> _Exercise input_
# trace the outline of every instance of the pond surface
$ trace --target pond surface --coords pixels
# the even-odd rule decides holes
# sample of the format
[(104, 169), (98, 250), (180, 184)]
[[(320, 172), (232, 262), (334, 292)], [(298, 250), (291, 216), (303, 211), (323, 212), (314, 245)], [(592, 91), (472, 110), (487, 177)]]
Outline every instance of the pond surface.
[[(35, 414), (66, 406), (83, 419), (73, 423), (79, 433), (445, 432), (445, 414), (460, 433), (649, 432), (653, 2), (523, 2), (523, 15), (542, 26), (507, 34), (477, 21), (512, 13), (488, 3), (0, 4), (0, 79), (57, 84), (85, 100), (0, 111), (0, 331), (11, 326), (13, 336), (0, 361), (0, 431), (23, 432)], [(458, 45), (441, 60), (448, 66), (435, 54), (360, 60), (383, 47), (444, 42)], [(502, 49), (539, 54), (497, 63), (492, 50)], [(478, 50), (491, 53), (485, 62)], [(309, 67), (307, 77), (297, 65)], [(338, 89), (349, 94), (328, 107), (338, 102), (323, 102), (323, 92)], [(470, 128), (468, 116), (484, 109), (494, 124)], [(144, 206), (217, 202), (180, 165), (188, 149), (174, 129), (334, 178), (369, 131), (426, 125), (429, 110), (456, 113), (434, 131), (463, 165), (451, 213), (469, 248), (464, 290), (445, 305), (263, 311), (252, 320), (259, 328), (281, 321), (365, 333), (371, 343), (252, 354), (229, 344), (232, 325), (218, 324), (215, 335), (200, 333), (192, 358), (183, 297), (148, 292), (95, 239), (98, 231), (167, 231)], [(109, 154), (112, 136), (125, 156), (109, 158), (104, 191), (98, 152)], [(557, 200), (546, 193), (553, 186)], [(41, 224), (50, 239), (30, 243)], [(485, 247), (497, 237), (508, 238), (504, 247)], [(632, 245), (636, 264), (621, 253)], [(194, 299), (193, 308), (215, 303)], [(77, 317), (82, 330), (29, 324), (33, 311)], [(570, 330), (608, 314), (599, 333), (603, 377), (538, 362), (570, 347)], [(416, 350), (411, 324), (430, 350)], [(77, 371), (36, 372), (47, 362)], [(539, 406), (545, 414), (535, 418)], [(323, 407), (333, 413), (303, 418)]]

> _Problem description_
Extract every line of the records that contains the string "pond", copying each such line in full.

> _Final result_
# trace the outline of every instance of the pond surface
$ trace --target pond surface --coords pixels
Outline every instance of the pond surface.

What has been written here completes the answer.